Texte de la page:
------

Il portait une veste, c'était pas vraiment une veste, c'était un trois quarts. Elle était cirée (de crasse) ; le col luisait comme s'il avait été verni. On ne se mettait pas à côté de lui, on avait peur, bien sûr, qu'il nous mette des poux, mais enfin il ne restait assez longtemps pour ça.
Après il partait. Les chiens jappaient et lui couraient après. Il mettait dans son sac ce que mon père et ce que les gens lui avait donné. Il allait dans le village. On disait : Savoir s'il va aller chez Untel ? Oui, mais ils avaient déjà fermé la porte, les voisins. Et puis il passait ailleurs. Il faisait son tour.

Certains disaient : Quand il va venir, on va vite fermer la porte, on n'a pas besoin de lui. Mais, chez nous, il venait toujours vers midi.

En face de notre village, il y avait des cabanes qu'on utilisait quand le bétail était aux champs. On s'y mettait à l'abri aussi quand on moissonnait. Le lendemain on disait : La cabane en face, chez Labbe, il y a un feu, le pauvre a dû y coucher parce qu'il a toujours une couverture dans son sac.

Il y restait parfois deux ou trois jours. On disait : Oh, il mange ce qu'on lui a donné, et puis il ira voir ailleurs après.

------

(Données d'annotation par points sur photos)
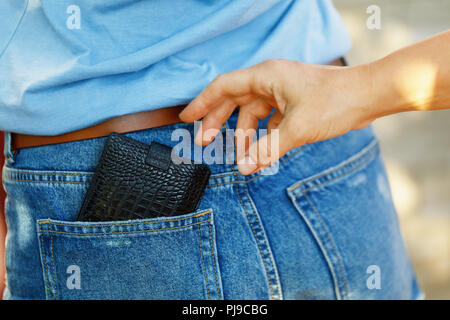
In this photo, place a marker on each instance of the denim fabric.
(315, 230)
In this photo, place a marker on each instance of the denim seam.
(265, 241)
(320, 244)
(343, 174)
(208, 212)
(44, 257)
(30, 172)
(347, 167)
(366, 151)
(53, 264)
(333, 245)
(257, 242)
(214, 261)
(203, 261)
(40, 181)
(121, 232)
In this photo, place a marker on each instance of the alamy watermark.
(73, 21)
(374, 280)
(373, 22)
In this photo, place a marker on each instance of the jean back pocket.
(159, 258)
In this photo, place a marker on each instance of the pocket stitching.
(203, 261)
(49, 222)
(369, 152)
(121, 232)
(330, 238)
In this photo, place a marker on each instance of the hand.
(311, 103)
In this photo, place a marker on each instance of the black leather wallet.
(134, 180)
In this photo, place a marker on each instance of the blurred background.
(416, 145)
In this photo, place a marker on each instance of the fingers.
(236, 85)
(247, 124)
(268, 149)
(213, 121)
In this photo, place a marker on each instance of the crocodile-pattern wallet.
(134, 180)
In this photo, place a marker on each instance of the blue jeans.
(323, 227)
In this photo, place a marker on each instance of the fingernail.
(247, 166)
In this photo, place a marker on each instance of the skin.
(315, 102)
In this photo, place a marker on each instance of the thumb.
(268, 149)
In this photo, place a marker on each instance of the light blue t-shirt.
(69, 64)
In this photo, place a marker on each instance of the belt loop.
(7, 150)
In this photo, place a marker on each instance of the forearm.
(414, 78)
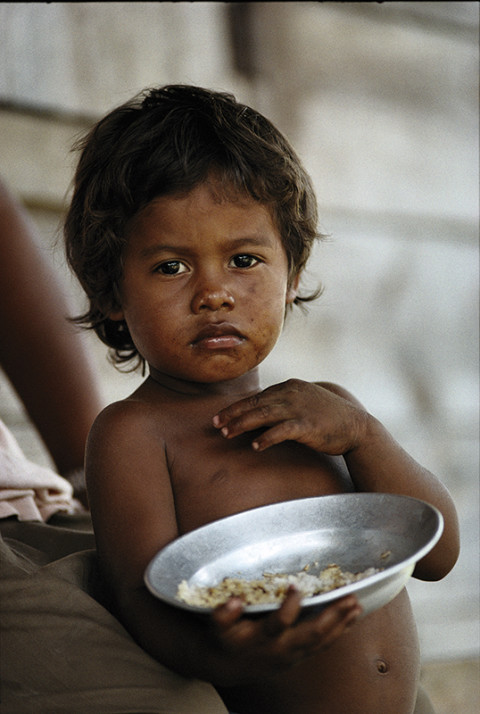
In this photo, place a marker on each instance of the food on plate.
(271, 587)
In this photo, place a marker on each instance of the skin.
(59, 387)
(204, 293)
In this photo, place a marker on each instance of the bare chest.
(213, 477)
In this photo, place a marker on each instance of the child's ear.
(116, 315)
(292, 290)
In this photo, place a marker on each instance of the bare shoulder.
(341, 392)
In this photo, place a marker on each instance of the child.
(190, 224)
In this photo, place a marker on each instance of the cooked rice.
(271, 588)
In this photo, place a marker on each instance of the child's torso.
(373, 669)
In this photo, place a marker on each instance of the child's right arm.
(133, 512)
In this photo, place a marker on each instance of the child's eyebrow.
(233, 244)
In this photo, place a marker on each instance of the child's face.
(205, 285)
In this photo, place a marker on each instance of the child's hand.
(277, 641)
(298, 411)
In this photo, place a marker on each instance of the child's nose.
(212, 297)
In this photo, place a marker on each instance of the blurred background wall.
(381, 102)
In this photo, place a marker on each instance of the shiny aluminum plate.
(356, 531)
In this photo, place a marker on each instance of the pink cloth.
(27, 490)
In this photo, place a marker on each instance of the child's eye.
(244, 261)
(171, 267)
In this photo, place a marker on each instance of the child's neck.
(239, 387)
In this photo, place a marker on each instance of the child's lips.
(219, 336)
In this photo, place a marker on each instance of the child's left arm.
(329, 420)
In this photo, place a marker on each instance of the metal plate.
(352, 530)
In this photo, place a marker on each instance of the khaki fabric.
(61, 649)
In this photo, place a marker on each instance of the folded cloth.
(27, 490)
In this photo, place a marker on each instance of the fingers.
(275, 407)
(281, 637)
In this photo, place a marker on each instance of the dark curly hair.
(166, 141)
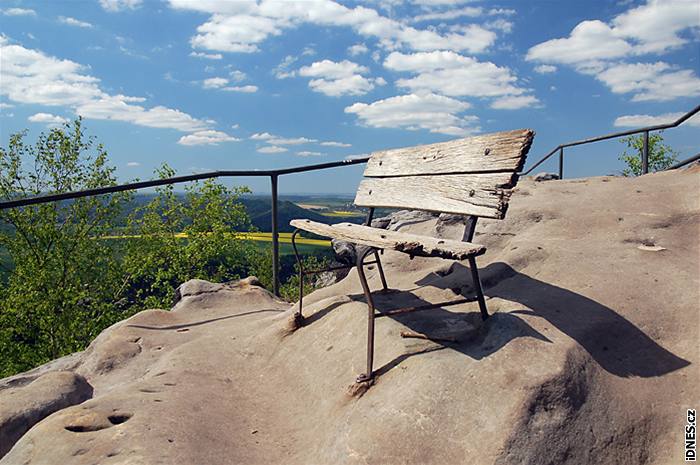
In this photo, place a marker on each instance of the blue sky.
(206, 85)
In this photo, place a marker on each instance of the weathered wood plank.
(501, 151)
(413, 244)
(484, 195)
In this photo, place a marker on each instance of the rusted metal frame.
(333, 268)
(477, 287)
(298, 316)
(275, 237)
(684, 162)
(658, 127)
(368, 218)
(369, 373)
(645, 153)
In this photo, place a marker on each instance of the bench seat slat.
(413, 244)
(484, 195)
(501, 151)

------

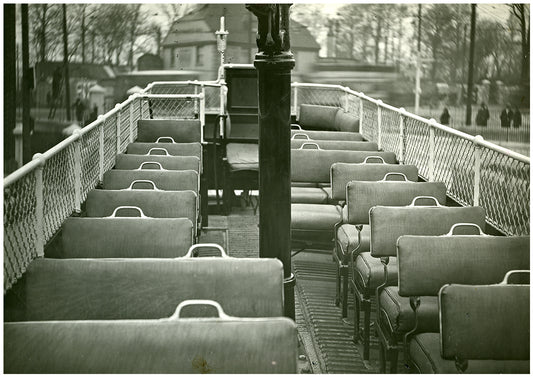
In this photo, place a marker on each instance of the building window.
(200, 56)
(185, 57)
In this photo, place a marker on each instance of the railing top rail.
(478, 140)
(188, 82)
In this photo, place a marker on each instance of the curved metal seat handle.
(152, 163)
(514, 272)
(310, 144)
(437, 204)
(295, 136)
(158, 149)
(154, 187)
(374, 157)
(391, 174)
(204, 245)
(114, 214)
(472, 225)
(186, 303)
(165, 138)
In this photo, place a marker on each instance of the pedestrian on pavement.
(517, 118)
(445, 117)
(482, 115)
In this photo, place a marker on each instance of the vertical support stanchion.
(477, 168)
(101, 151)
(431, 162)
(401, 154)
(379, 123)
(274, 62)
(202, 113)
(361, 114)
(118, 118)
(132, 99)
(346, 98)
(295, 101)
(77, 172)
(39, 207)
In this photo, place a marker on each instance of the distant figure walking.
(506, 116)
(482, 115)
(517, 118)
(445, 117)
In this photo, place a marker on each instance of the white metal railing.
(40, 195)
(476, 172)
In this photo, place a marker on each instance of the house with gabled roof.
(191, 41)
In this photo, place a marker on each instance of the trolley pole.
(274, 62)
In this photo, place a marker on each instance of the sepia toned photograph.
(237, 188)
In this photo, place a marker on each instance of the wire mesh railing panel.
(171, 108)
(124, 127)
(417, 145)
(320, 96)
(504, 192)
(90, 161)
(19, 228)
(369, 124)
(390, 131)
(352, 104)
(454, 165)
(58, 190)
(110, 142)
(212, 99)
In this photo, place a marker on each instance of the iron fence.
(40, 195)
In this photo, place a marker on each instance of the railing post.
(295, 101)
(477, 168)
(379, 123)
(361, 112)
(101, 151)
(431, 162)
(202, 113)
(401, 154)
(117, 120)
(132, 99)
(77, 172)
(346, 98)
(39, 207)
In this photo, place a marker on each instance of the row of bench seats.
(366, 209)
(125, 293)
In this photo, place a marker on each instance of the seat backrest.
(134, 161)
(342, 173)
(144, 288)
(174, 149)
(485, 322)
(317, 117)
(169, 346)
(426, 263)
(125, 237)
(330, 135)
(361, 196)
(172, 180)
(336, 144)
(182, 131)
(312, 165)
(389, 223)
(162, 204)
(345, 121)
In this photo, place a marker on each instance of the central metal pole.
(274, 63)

------

Énoncé: Relevez toutes les paroles que le texte de la page rapporte au style direct, après un deux-points.

Résultat final:
- Savoir s'il va aller chez Untel ?
- Quand il va venir, on va vite fermer la porte, on n'a pas besoin de lui.
- La cabane en face, chez Labbe, il y a un feu, le pauvre a dû y coucher parce qu'il a toujours une couverture dans son sac.
- Oh, il mange ce qu'on lui a donné, et puis il ira voir ailleurs après.